A. Respons Atas Terjadinya Kekerasan Terhadap Perempuan
Walaupun isu kekerasan terhadap perempuan telah terkuak sebagai masalah sosial yang serius, namun masih kurang mendapat respons yang memadai, baik dari pemerintah, aparatur penegak hukum, maupun masyarakat pada umumnya. Salah satu penyebabnya adalah karena secara mendasar kekerasan terhadap perempuan dipahami hanya sebagai persoalan yang sifatnya domestik dan personal. Artinya apabila seorang perempuan menjadi korban sasaran tindak kekerasan, maka langsung dikaitkan dengan kepribadian si korban dan dicari-cari hubungannya dengan perilaku korban yang dianggap mencetuskan tindak kekerasan tersebut. Ini serupa saja dengan mengatakan bahwa, kalau perempuan mengalami tindak kekerasan, sedikit atau banyak dianggap terjadi atas andilnya. Oleh karenanya, jika korban menginginkan penanganan masalah yang menimpanya, maka dianggap cukup diselesaikan secara pribadi oleh korban.

## [Baris set data tentang lokasi kemunculan objek]
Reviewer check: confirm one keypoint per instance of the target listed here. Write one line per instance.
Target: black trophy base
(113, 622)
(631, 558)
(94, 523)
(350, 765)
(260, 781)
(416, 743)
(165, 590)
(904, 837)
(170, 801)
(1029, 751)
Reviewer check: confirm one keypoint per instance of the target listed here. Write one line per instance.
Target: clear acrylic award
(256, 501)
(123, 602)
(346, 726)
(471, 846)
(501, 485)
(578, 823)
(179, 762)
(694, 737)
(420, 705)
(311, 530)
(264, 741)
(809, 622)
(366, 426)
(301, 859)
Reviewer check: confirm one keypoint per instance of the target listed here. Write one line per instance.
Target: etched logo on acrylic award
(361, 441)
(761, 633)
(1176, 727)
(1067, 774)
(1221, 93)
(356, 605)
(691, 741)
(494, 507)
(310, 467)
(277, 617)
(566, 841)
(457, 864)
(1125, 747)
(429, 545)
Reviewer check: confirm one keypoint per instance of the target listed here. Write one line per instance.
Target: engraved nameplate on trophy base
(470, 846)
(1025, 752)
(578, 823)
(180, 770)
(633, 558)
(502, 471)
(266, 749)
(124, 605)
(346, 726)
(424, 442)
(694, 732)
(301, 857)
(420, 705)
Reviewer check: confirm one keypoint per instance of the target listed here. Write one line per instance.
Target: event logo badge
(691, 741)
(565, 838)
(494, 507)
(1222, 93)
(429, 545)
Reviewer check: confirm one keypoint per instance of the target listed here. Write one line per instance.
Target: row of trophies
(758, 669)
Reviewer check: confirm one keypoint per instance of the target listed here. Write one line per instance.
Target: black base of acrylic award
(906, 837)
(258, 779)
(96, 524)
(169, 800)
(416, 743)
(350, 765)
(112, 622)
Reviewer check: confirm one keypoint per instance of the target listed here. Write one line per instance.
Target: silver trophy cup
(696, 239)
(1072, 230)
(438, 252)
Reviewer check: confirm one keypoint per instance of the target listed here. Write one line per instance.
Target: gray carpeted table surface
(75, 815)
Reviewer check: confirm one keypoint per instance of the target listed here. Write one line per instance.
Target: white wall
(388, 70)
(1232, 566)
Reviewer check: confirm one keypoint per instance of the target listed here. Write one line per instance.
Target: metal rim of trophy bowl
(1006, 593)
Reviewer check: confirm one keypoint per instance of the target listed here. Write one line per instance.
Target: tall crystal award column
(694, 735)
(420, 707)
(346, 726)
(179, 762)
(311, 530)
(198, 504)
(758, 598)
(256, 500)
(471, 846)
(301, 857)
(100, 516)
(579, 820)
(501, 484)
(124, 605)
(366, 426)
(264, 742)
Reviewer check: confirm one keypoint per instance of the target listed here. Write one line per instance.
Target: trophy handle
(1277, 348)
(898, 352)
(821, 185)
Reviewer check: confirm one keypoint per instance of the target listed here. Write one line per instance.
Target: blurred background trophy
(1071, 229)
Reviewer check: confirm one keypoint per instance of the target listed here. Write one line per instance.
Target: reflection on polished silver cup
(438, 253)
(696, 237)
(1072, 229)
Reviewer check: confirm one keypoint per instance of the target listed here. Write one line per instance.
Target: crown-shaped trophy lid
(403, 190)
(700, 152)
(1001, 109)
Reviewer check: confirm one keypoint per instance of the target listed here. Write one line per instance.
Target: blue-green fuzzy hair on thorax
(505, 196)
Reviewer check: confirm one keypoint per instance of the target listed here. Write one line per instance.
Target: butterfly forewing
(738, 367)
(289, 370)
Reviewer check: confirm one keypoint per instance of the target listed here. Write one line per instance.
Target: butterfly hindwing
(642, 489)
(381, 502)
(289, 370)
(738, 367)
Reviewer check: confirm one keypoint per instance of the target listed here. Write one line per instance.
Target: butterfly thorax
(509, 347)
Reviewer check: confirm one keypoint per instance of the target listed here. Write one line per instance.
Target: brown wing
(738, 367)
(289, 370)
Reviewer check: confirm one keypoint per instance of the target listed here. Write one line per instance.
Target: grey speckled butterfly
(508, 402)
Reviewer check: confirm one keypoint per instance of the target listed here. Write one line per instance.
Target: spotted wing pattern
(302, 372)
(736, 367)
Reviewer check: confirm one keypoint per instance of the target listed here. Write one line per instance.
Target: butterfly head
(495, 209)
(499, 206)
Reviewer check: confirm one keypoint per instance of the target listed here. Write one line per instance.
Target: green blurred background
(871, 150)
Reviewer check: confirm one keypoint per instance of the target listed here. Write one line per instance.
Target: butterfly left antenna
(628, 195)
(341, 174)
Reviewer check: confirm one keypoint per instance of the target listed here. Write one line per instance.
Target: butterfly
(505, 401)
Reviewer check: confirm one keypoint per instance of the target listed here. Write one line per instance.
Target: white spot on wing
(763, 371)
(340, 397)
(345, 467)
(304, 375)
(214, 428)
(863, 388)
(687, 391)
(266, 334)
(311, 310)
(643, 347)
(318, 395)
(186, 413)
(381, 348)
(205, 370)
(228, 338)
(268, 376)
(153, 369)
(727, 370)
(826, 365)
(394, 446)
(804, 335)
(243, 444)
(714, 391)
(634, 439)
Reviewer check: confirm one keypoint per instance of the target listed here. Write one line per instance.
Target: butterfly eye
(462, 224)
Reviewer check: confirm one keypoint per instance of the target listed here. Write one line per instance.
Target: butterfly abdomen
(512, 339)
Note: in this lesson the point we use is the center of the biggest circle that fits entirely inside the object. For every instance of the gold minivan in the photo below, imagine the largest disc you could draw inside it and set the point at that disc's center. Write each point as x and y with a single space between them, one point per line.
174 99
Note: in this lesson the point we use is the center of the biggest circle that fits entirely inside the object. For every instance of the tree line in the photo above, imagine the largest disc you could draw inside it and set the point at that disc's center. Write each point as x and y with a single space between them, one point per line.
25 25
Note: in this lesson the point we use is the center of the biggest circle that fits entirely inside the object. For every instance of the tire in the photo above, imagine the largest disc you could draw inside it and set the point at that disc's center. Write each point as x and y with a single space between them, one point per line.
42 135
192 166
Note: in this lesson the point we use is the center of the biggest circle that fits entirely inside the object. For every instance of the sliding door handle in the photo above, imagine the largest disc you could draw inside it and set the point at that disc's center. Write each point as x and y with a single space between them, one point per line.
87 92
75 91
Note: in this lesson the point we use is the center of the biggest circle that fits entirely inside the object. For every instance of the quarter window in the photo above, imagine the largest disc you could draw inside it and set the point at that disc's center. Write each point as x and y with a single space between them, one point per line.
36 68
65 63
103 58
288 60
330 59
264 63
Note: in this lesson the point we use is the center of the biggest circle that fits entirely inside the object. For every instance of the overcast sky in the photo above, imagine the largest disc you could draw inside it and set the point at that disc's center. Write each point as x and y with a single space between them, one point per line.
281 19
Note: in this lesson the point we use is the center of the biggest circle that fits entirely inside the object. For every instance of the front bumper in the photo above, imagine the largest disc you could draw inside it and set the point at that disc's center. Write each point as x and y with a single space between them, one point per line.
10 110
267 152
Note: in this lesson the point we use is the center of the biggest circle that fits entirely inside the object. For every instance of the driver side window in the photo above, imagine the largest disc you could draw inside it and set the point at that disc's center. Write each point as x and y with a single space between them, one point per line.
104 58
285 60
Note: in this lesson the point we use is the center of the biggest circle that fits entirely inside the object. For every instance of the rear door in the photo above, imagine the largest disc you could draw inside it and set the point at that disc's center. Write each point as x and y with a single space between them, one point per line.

## [SOAL 1]
Sebutkan semua pihak yang menurut kutipan tentang kekerasan terhadap perempuan masih kurang memberikan respons yang memadai terhadap isu itu.
## [SOAL 2]
Teruskan kutipan tentang kekerasan terhadap perempuan, dimulai sesudah kalimat terakhirnya.
Materi tersebut diambil dari sumber lain.

## [JAWABAN 1]
Pemerintah, aparatur penegak hukum, dan masyarakat pada umumnya.

## [JAWABAN 2]
Paling jauh, anjuran yang kerap diterima perempuan korban tindak kekerasan adalah “diselesaikan secara kekeluargaan”, yang sesungguhnya berarti menghindari penanganan secara publik, atau penyelesaian perkara melalui jalur hukum.Hal tersebut pada akhirnya menyebabkan perempuan korban tidak menaruh kepercayaan kepada sistem hukum, khususnya Sistem Peradilan Pidana ketika perempuan mengalami kekerasan.
Sebagaimana dilaporkan oleh Radhika Coomaraswamy, Pelapor Khusus PBB tentang Kekerasan terhadap Perempuan, Akar dan Dampaknya, setelah terjadinya Tragedi Mei 1998, tidak ada kasus perkosaan yang ditangani melalui Sistem Peradilan Pidana. Petugas dalam Sistem Peradilan Pidana justru berdalih karena tidak ada korban yang datang melapor, perkosaan dalam Tragedi Mei 1998 dianggap tidak terjadi. Padahal, Pelapor Khusus bertemu dengan korban dan perkosaan itu benar terjadi. Tiadanya laporan tentang perkosaan dalam Tragedi Mei 1998 yang dilaporkan ke Kepolisian berasal dari ketidakpercayaan terhadap Sistem Peradilan Pidana.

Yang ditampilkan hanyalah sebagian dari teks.